### DIRECTIONS
All records that follow are to be restated exactly.

### SOURCE DATA

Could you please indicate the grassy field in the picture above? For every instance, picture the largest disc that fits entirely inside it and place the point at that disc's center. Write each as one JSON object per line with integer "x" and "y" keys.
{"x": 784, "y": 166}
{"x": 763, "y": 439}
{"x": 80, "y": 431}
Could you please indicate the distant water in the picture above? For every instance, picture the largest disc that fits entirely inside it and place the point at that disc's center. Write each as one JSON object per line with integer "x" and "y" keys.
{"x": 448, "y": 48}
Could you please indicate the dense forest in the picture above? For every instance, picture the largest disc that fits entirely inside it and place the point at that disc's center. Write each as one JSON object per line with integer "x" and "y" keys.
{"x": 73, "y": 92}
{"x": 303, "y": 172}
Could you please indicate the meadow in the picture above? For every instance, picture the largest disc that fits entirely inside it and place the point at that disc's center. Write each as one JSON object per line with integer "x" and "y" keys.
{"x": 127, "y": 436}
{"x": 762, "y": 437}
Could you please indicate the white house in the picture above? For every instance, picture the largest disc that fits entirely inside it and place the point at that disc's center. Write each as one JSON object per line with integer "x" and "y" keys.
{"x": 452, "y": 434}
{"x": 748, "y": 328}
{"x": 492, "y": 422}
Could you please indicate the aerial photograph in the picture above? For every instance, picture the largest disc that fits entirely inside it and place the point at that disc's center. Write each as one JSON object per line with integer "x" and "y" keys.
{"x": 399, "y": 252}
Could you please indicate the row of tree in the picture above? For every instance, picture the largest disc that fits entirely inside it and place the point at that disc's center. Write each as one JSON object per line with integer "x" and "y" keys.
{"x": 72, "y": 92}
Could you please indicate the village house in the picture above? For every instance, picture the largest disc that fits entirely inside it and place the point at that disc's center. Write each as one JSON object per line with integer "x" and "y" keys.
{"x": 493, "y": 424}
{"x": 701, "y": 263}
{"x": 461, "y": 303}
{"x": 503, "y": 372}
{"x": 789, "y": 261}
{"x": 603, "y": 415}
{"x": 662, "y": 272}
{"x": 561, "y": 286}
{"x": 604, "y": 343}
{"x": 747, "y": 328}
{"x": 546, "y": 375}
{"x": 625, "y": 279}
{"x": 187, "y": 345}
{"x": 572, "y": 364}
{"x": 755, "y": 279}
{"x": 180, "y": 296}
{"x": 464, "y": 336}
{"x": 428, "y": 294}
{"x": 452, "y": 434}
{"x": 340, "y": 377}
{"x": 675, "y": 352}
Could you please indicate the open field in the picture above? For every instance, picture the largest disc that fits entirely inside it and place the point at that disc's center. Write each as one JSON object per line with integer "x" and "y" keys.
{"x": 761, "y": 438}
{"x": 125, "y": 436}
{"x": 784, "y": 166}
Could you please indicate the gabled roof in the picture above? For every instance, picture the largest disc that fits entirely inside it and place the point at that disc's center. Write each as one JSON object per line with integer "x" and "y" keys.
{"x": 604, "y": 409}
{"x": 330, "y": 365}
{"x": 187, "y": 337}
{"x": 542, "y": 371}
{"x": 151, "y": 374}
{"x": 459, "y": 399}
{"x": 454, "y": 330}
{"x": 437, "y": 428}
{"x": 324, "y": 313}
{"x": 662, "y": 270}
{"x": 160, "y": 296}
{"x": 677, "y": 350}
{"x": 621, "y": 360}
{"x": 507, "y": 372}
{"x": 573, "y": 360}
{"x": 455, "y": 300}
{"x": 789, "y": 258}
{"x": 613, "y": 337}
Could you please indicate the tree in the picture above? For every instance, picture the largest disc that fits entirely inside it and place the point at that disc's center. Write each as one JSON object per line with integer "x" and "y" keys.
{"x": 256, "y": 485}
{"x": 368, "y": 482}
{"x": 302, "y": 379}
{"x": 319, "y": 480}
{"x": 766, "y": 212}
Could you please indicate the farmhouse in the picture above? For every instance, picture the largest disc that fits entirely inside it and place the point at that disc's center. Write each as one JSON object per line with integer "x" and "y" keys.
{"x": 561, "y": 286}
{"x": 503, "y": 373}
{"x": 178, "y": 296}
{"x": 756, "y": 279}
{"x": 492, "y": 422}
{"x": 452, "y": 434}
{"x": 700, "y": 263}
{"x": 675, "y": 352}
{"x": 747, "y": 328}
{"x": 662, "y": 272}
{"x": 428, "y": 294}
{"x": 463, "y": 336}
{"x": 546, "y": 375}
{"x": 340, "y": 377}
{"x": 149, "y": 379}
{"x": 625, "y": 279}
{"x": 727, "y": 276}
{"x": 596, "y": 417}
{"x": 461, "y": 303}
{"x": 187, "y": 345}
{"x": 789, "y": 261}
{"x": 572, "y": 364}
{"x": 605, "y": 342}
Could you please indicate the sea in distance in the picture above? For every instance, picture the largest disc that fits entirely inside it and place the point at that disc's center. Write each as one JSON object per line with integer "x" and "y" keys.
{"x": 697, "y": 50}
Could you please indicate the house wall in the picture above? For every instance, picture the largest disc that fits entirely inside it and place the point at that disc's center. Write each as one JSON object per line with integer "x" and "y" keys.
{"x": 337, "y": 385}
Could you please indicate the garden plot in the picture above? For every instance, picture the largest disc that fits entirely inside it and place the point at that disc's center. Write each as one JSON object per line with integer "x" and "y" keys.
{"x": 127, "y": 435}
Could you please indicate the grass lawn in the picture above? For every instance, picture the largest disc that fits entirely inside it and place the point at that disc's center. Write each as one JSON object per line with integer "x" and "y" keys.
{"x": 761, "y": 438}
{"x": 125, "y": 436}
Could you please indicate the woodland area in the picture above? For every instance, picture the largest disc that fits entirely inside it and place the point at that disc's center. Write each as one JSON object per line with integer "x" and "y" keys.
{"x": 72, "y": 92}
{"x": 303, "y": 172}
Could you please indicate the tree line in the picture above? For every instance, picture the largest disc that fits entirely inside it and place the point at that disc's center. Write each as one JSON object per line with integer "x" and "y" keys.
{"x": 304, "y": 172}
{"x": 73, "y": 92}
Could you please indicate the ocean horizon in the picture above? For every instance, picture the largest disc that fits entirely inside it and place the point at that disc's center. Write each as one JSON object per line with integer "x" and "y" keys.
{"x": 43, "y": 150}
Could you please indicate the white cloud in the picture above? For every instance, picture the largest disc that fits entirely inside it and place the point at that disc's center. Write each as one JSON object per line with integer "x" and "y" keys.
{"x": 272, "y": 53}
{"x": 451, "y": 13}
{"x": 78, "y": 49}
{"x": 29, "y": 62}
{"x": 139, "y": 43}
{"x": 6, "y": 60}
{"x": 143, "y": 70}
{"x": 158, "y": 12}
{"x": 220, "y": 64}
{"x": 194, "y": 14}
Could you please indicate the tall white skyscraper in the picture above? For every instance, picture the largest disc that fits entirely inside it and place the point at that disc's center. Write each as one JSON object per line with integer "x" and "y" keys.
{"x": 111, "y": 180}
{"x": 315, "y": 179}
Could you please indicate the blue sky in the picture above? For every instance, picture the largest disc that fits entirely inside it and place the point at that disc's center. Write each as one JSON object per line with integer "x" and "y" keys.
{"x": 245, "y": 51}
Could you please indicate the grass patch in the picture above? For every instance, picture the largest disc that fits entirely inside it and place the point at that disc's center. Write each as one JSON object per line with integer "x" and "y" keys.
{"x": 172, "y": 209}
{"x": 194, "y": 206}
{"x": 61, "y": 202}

### OUTPUT
Could you please indicate the grassy field in the picture above? For every instance, picture the largest disc that fits entirely inside it and place the point at that disc's center. Write each as one JSON object per line with integer "x" and "y" keys.
{"x": 784, "y": 166}
{"x": 763, "y": 439}
{"x": 80, "y": 431}
Could you please indicate the distant water in the picture above? For every instance, picture the largest disc that fits entirely inside it and place the point at that disc's center. Write each as one JSON object per line with integer "x" and "y" keys.
{"x": 448, "y": 48}
Could you please indicate the dense forest in the picture above? For every instance, picture the largest disc that fits entirely inside it and place the point at that disc's center. Write each as one JSON object per line with integer "x" and "y" keys.
{"x": 73, "y": 92}
{"x": 303, "y": 172}
Could you please indicate the meadow in the picture above? For every instance, picture the largest disc that fits entirely inside it and place the point at that disc's center. Write each as one JSON object per line with integer "x" and "y" keys.
{"x": 127, "y": 436}
{"x": 762, "y": 437}
Could you please indicate the white house in the picture above? For every instance, picture the largest disc that fits entirely inside it and place the point at that disc's center. Write each as one JSON object per line with integer "x" and "y" keys.
{"x": 452, "y": 434}
{"x": 748, "y": 328}
{"x": 492, "y": 422}
Could you please indicate the aerial photograph in the picture above? For every instance, picture the largest disc that fits entirely inside it and place the point at that disc's center. Write each as one JSON object per line with integer "x" and "y" keys.
{"x": 399, "y": 252}
Could you please indicate the row of tree in the picture above? For every instance, picture the largest disc that fits entirely inside it and place the point at that disc's center. Write each as one JSON object per line with integer "x" and "y" keys.
{"x": 72, "y": 92}
Could you please indicate the village house in the picture above? For every instance, picture the largest disc that fits entirely inside it and place the point at that disc's center. Write each as one JSON object per line with integer "x" and "y" keys.
{"x": 493, "y": 424}
{"x": 701, "y": 263}
{"x": 461, "y": 303}
{"x": 503, "y": 372}
{"x": 789, "y": 261}
{"x": 603, "y": 415}
{"x": 662, "y": 272}
{"x": 561, "y": 286}
{"x": 604, "y": 343}
{"x": 747, "y": 328}
{"x": 546, "y": 375}
{"x": 625, "y": 279}
{"x": 187, "y": 345}
{"x": 572, "y": 364}
{"x": 755, "y": 279}
{"x": 180, "y": 296}
{"x": 464, "y": 336}
{"x": 428, "y": 294}
{"x": 452, "y": 434}
{"x": 340, "y": 377}
{"x": 675, "y": 352}
Could you please indicate the open field in the picture above? For every instance, picture the largest disc that fits entirely inside it and place the point at that disc's center. Write each as one JSON object per line with integer "x" and "y" keys.
{"x": 761, "y": 438}
{"x": 125, "y": 436}
{"x": 784, "y": 166}
Could you please indicate the gabled roof in the picture above? For every instance, picture the largest disc that fits entirely inside it and place the point at that disc's center. Write each as one JSON object per line with integer "x" and "y" keys.
{"x": 604, "y": 409}
{"x": 330, "y": 365}
{"x": 187, "y": 337}
{"x": 542, "y": 371}
{"x": 151, "y": 374}
{"x": 459, "y": 399}
{"x": 454, "y": 330}
{"x": 437, "y": 428}
{"x": 324, "y": 313}
{"x": 662, "y": 270}
{"x": 160, "y": 296}
{"x": 677, "y": 350}
{"x": 621, "y": 360}
{"x": 507, "y": 372}
{"x": 573, "y": 360}
{"x": 455, "y": 300}
{"x": 789, "y": 258}
{"x": 613, "y": 337}
Could you please indicate the tree in the picture above? For every instance, picture the largest disc that fits entirely inside it and place the point at that disc's center. Write each as one JSON object per line with integer "x" and "y" keys.
{"x": 256, "y": 485}
{"x": 368, "y": 482}
{"x": 302, "y": 379}
{"x": 319, "y": 480}
{"x": 766, "y": 212}
Could you please indicate the farmhouse in the picture above? For every instance, picture the largest disc that fits entirely inside it and place the point at that disc's center. Write each as one JSON object per line with integer "x" and "y" keys.
{"x": 561, "y": 286}
{"x": 503, "y": 373}
{"x": 178, "y": 296}
{"x": 756, "y": 279}
{"x": 492, "y": 422}
{"x": 452, "y": 434}
{"x": 700, "y": 263}
{"x": 675, "y": 352}
{"x": 747, "y": 328}
{"x": 662, "y": 272}
{"x": 428, "y": 294}
{"x": 463, "y": 336}
{"x": 546, "y": 375}
{"x": 340, "y": 377}
{"x": 149, "y": 379}
{"x": 625, "y": 279}
{"x": 727, "y": 276}
{"x": 596, "y": 417}
{"x": 461, "y": 303}
{"x": 187, "y": 345}
{"x": 789, "y": 261}
{"x": 572, "y": 364}
{"x": 605, "y": 342}
Could you please indicate the sea in distance in the picture above? For every instance, picture the largest disc that fits entirely inside it and place the point at that disc's center. Write each as one JSON object per line with integer "x" and "y" keys.
{"x": 697, "y": 50}
Could you please indicate the house wall in the picture above? For every instance, picture the largest disc that fits entirely inside it and place the point at that disc's center. Write each as one JSON object per line with integer "x" and "y" keys.
{"x": 337, "y": 385}
Could you please indicate the garden plot in the picture above? For every instance, picture the largest disc that fits entirely inside it and place the point at that disc's center. Write each as one JSON object per line with integer "x" and "y" keys.
{"x": 127, "y": 435}
Could you please indicate the grass lawn in the picture above? For every instance, picture the largest disc that fits entirely inside it and place the point at that disc's center. Write each as one JSON object per line with integer "x" and "y" keys.
{"x": 761, "y": 438}
{"x": 125, "y": 436}
Could you please indicate the woodland area in the picture above? For every instance, picture the largest disc that fits entirely inside it and place the point at that disc's center. Write each as one JSON object per line with integer "x" and "y" keys.
{"x": 72, "y": 92}
{"x": 303, "y": 172}
Could you please indicate the tree line in the picture above? For every instance, picture the largest disc that fits entirely inside it and place the point at that disc's center. Write each as one JSON object per line with integer "x" and "y" keys.
{"x": 304, "y": 172}
{"x": 73, "y": 92}
Could you please indicate the ocean horizon in the picture above? For every instance, picture the largest disc that fits entirely inside it and place the point at that disc's center. Write each as one JSON object per line with integer "x" and "y" keys.
{"x": 43, "y": 150}
Could you please indicate the white cloud in the picture above? For every instance, picture the largest disc that fits entirely inside it and place the point at that disc's center. Write each as one JSON object per line with integer "x" and "y" keys.
{"x": 272, "y": 53}
{"x": 451, "y": 13}
{"x": 78, "y": 49}
{"x": 29, "y": 62}
{"x": 139, "y": 43}
{"x": 6, "y": 60}
{"x": 143, "y": 70}
{"x": 158, "y": 12}
{"x": 220, "y": 64}
{"x": 194, "y": 14}
Could you please indicate the tall white skyscraper in the picture above? For every instance, picture the largest disc that fits entirely inside it and place the point at that disc's center. Write each as one JSON object per line with integer "x" and "y" keys.
{"x": 111, "y": 180}
{"x": 315, "y": 179}
Could you please indicate the blue sky in the picture above? For every instance, picture the largest disc that fits entirely inside it and place the point at that disc's center. Write each as one JSON object per line with integer "x" and "y" keys.
{"x": 245, "y": 51}
Could you please indicate the grass patch in the picture above? For every instance, picture the largest disc that fits entirely inside it and place the point at that disc's center. Write each as one JSON object per line with integer "x" and "y" keys.
{"x": 172, "y": 209}
{"x": 194, "y": 206}
{"x": 61, "y": 202}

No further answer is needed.